Short task: Which lines in the records below contain the word "tail"? Find each one and copy it out in full.

Input data:
★ ★ ★

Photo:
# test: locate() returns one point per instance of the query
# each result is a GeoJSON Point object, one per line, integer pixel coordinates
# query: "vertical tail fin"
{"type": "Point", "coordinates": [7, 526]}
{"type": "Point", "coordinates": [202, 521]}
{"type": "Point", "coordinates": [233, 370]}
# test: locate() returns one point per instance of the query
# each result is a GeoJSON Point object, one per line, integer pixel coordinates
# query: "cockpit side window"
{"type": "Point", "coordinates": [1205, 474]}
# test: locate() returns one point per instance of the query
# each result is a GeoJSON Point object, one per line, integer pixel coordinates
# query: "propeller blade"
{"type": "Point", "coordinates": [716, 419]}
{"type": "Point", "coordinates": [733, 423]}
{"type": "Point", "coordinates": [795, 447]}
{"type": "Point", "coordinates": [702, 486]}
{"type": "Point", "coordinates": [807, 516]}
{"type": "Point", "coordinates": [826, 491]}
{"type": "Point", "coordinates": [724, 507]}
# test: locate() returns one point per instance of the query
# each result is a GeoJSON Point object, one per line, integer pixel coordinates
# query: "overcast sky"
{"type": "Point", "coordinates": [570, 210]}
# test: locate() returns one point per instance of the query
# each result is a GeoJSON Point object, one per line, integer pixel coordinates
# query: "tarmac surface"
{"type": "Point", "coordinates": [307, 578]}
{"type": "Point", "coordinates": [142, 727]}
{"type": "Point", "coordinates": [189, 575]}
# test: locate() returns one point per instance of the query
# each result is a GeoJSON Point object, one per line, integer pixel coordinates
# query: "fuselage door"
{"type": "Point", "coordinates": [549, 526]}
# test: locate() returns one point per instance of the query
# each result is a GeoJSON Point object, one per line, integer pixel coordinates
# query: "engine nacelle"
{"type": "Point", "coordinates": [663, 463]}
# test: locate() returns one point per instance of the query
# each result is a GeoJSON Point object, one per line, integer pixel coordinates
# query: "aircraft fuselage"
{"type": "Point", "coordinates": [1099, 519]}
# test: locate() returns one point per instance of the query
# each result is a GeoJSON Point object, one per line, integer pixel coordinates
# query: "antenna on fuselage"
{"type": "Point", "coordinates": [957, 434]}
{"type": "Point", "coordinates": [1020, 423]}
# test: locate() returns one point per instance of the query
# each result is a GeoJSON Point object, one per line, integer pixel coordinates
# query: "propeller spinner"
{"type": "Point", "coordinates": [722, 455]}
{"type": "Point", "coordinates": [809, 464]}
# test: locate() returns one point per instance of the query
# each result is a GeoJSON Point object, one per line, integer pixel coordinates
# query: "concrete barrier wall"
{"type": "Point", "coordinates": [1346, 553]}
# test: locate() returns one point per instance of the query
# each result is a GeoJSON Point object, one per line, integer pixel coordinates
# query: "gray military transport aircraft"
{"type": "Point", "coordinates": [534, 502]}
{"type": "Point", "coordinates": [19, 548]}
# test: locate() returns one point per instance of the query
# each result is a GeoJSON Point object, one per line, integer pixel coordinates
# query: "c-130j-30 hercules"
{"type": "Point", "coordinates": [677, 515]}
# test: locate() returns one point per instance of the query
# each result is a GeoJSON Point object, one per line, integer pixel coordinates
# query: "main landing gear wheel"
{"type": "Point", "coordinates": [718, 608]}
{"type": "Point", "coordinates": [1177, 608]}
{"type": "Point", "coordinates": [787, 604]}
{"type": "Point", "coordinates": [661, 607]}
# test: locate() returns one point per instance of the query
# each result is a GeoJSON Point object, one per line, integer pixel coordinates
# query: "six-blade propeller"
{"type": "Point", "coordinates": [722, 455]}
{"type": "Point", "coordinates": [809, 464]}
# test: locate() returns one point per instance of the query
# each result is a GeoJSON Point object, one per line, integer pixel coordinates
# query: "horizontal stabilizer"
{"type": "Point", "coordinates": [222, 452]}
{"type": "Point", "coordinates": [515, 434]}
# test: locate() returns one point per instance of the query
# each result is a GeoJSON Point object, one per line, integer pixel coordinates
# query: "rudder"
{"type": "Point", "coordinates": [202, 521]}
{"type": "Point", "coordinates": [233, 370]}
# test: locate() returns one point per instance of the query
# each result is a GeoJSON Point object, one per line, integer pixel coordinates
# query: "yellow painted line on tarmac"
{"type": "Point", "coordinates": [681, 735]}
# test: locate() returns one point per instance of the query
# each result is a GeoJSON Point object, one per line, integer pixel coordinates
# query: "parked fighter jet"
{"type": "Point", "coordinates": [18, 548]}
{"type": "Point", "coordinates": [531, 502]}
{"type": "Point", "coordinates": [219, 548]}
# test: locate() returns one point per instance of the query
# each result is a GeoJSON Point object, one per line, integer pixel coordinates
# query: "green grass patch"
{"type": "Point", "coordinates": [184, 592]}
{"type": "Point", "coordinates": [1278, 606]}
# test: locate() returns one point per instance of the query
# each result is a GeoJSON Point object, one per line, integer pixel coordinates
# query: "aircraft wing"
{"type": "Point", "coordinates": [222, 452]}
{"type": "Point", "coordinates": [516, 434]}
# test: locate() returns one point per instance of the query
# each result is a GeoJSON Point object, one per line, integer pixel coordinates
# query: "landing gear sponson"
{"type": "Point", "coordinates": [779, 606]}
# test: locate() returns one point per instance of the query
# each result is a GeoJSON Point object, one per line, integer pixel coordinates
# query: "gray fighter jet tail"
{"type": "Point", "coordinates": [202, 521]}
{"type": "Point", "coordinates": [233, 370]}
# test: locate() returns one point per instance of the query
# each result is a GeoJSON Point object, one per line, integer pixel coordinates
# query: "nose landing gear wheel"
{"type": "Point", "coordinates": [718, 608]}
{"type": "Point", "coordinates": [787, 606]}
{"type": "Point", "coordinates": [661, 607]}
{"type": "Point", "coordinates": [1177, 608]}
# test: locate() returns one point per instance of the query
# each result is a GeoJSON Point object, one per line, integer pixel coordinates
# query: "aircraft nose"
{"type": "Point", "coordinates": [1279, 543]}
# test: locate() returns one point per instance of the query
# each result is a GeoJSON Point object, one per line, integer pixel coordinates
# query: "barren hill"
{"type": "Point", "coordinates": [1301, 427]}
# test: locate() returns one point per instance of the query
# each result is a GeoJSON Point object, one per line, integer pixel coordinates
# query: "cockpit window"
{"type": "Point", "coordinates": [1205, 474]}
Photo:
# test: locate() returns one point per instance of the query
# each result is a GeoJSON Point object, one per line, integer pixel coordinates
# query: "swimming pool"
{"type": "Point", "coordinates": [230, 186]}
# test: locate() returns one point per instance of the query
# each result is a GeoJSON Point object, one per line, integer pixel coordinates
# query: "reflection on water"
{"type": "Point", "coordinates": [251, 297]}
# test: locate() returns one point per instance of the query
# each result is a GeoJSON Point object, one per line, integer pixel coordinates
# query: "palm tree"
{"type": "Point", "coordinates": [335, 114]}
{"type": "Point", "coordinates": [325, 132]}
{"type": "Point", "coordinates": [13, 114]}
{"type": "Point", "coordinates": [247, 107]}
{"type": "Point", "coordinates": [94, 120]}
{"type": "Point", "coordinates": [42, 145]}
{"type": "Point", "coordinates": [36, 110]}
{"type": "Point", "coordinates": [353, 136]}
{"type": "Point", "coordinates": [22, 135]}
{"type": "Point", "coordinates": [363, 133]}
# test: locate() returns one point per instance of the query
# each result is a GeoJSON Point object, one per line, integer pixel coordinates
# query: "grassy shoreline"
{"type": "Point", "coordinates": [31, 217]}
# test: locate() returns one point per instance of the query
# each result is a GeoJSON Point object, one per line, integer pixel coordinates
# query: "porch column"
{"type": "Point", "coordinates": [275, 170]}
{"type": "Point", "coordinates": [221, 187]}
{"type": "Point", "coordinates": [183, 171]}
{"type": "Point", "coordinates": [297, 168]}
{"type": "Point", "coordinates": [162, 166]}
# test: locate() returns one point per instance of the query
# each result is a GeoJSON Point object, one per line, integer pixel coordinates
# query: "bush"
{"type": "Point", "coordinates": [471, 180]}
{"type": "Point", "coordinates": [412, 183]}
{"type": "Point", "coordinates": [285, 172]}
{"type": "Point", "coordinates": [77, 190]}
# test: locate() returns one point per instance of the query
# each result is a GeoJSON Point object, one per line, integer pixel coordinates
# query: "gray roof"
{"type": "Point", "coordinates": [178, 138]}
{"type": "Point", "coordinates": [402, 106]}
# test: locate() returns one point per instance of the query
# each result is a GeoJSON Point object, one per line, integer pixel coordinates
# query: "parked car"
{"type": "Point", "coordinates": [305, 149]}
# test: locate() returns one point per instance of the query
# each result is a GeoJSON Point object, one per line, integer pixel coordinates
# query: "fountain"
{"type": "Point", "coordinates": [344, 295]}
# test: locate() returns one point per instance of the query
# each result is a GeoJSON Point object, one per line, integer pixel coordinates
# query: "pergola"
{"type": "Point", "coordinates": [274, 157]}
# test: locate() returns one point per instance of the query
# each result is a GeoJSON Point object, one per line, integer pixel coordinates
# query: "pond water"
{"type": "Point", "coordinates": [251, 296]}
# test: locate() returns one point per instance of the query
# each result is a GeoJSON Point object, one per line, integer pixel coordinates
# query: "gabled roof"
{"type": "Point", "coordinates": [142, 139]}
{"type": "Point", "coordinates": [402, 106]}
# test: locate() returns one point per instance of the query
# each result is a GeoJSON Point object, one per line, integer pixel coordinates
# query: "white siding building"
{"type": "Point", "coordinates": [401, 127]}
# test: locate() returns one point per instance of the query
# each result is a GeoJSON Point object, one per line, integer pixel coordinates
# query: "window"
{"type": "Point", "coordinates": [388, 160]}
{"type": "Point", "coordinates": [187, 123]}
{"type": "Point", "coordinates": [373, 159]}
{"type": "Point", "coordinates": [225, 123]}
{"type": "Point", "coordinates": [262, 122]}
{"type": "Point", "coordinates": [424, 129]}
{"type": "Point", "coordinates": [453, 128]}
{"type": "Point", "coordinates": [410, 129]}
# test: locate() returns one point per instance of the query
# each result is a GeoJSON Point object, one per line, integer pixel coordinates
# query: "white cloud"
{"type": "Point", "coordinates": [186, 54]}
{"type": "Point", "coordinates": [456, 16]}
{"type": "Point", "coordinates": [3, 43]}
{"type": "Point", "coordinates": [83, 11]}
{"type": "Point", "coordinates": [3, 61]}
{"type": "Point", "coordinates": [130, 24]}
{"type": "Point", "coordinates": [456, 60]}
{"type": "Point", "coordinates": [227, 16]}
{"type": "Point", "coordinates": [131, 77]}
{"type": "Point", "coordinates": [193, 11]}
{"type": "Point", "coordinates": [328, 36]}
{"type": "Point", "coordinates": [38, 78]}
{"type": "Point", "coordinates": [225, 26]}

★ ★ ★

Expected answer:
# query: "vertical tail fin"
# query: "gray fighter jet tail"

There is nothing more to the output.